Set exercise – Copy verbatim every line from the one containing "tree line in the photo above." up to and including the last line of the items below.
---
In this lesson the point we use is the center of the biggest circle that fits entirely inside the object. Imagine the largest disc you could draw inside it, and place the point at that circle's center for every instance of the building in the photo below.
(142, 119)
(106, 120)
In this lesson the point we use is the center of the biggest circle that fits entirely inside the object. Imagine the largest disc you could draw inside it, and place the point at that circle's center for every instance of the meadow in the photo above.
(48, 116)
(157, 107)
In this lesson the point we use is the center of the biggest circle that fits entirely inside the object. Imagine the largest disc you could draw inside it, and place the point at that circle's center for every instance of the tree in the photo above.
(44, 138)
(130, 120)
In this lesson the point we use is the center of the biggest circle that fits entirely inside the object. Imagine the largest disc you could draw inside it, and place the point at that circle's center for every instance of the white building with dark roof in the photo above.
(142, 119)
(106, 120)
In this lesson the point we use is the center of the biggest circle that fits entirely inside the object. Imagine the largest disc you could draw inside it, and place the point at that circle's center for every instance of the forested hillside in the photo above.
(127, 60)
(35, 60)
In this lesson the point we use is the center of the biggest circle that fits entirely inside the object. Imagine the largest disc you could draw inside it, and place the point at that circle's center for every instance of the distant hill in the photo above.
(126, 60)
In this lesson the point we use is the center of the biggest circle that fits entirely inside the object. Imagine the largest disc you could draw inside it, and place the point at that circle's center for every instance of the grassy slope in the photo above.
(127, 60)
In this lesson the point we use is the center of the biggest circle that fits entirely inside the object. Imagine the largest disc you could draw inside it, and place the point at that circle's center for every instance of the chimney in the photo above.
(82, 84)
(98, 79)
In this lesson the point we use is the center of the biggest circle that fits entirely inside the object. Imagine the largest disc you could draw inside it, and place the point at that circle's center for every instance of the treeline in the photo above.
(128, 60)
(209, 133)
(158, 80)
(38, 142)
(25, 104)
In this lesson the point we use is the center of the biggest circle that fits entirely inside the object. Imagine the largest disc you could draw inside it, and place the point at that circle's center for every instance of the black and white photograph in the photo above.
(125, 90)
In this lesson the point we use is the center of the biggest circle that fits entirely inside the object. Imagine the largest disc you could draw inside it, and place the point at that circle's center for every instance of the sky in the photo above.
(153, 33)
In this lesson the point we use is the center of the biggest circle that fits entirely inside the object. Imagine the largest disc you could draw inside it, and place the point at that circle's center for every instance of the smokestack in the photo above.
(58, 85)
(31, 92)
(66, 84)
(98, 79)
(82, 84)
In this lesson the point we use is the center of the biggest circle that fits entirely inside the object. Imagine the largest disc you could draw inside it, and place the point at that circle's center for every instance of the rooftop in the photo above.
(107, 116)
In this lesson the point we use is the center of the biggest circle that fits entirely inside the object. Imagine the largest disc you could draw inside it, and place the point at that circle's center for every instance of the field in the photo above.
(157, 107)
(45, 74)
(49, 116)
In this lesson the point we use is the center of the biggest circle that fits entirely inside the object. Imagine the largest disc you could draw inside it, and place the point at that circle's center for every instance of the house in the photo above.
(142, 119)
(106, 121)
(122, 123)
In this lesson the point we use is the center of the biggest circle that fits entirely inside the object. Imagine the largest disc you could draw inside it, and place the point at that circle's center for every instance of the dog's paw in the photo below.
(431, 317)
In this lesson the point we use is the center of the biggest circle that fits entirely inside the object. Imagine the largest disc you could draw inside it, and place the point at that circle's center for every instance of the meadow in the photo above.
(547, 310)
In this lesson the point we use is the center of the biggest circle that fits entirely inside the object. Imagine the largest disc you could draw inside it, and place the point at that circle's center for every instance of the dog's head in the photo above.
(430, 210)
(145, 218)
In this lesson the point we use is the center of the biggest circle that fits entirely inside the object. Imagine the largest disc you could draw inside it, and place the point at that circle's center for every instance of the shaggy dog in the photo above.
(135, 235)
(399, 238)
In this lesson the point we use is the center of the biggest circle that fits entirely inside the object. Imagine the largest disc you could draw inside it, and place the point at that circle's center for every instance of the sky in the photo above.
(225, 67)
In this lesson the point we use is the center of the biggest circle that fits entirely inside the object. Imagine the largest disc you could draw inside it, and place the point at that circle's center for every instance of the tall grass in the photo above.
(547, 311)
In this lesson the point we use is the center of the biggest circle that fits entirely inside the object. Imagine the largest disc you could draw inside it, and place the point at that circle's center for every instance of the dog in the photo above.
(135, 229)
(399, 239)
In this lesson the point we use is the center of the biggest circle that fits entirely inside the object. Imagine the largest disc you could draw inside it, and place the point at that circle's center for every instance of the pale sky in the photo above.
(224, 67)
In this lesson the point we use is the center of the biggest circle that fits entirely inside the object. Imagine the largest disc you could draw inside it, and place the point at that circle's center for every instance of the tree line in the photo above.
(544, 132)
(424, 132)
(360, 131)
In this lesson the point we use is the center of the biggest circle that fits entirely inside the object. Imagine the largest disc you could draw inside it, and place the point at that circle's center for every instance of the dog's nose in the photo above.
---
Solution to the exercise –
In this lesson the point we use is the center of the biggest circle that fits entirely inside the object. Imagine the largest disc you could draw inside it, and place the point at that circle's center for every instance of the tree line in the photo above.
(544, 132)
(424, 132)
(360, 131)
In this lesson the point we use is the center of the biggest circle that fits entirely inside the object. Imagine the largest disc you could draw inside it, and place the point at that circle's center for every instance of the dog's nose in the photo above.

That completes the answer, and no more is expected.